* Aim
Quote verbatim the part of the records below that opens with the line containing "the car grille" and closes with the line containing "x=586 y=303", including both of those lines.

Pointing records
* * *

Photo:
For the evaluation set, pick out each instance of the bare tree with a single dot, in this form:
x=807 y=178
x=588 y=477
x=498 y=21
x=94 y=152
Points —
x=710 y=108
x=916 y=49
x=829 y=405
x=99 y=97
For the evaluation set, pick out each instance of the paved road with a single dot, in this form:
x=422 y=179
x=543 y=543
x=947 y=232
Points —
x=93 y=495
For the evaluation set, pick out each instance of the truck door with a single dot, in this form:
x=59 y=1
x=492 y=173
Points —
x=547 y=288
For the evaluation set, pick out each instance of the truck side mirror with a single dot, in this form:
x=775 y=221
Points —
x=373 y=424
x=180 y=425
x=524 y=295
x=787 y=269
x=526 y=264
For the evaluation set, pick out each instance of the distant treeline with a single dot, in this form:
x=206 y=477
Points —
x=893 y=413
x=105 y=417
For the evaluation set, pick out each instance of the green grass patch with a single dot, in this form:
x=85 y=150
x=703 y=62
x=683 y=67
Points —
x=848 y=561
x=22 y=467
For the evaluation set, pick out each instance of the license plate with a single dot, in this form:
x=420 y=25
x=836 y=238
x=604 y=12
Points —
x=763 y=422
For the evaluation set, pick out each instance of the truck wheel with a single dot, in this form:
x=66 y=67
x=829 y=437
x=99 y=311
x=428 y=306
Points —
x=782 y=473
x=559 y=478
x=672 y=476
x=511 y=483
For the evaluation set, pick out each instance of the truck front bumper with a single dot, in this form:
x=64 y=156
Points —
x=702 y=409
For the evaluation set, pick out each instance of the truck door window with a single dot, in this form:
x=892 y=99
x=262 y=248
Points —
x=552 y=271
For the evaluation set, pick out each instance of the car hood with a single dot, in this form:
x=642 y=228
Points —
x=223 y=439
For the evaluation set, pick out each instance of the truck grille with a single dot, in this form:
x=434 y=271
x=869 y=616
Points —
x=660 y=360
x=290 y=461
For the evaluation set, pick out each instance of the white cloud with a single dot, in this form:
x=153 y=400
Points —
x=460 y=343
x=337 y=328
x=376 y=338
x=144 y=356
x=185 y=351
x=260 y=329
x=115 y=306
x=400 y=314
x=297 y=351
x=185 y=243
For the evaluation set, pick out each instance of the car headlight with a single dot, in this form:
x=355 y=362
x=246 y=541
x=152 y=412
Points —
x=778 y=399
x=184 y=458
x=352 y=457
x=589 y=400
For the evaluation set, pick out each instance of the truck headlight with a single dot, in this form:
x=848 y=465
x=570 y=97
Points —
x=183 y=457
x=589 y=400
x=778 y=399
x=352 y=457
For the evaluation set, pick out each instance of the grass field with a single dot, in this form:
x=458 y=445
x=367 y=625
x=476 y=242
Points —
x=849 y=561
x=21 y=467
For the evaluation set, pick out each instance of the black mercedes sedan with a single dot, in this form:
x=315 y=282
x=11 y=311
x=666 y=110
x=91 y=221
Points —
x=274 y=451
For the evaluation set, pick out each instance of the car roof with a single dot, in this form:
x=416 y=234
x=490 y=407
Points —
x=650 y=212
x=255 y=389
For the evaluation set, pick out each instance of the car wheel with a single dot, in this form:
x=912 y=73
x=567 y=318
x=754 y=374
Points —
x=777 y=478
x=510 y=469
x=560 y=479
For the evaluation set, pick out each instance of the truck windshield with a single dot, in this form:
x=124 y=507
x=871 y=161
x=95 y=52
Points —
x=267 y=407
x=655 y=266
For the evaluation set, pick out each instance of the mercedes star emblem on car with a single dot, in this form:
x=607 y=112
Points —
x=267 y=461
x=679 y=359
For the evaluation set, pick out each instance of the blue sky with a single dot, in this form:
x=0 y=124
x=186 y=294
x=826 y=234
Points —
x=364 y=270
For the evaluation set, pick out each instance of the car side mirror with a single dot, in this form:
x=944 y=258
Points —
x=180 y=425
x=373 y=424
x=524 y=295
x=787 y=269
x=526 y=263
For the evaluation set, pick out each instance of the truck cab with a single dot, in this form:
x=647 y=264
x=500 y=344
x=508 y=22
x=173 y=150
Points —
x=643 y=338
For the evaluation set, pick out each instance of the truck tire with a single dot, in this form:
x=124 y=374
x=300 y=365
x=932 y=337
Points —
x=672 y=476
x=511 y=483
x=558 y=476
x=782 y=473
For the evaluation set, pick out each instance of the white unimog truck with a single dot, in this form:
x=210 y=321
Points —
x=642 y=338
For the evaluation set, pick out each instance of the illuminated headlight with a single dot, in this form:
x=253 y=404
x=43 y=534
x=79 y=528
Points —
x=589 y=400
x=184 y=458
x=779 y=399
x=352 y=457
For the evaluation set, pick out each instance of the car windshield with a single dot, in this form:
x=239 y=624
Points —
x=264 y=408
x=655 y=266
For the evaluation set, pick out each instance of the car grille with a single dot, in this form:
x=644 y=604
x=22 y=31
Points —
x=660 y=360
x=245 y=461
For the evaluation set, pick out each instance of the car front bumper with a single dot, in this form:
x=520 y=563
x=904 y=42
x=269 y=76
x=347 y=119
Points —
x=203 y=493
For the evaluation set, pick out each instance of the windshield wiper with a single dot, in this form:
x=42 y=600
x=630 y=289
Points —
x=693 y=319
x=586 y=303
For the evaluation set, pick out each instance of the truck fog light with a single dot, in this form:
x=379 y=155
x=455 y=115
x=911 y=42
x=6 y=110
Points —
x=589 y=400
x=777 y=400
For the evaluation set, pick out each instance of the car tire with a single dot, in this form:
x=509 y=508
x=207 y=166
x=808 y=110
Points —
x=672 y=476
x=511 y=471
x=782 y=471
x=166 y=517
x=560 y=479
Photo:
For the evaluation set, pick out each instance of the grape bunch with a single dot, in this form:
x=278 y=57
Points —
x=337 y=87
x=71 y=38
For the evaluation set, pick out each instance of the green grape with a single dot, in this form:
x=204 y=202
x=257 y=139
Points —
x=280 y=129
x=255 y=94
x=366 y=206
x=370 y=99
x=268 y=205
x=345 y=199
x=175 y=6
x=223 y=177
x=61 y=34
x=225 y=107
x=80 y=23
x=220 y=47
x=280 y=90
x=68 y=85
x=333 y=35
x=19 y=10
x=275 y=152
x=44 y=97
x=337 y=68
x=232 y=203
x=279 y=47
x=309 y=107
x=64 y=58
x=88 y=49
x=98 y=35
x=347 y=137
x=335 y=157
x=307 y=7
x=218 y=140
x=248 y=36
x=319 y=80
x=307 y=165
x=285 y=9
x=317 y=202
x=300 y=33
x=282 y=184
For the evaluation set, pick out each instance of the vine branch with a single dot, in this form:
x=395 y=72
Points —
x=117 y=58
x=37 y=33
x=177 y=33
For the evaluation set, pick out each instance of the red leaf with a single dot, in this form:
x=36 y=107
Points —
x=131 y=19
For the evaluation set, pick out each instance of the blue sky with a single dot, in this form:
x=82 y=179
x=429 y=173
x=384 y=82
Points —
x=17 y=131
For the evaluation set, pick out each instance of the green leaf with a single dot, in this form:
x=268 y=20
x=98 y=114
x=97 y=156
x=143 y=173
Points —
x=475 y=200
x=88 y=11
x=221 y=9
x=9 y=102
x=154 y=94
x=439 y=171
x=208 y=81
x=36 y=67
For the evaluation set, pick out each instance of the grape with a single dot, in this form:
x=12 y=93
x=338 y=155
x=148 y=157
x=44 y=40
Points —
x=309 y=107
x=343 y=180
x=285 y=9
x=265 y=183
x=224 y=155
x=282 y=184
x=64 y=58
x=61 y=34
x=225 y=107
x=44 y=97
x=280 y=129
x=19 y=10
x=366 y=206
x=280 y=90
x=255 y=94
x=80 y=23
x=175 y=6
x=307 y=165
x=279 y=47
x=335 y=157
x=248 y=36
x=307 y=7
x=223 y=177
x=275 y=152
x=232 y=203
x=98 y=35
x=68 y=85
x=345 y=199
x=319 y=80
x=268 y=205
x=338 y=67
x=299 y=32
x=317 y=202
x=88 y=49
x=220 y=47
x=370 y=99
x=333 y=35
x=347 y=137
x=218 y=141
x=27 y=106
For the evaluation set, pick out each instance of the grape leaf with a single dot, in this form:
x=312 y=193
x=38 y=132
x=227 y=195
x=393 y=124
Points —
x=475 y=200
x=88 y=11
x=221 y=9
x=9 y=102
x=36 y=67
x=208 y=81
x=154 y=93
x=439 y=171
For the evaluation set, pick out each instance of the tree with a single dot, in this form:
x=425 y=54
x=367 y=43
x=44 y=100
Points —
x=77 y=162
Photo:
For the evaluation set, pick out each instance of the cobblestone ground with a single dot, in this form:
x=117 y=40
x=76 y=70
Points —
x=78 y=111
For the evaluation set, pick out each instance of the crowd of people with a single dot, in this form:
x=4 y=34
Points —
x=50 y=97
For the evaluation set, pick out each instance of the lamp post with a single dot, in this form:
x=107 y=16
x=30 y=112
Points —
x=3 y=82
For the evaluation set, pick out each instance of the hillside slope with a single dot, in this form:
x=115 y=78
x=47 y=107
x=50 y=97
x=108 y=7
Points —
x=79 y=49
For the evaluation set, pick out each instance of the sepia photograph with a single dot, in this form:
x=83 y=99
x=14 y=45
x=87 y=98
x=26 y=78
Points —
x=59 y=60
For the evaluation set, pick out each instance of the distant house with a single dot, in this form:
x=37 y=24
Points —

* * *

* Final answer
For the evaluation set, pick out each instance of the car grille with a single dot, in this form:
x=644 y=604
x=22 y=31
Points —
x=660 y=360
x=245 y=461
For the evaluation set, pick out each instance of the car front bumper with a single dot, in this form:
x=520 y=563
x=904 y=42
x=269 y=76
x=347 y=119
Points —
x=203 y=493
For the evaluation set, pick out each instance of the windshield wiper with a single dot, in this form:
x=42 y=600
x=630 y=289
Points —
x=693 y=319
x=586 y=303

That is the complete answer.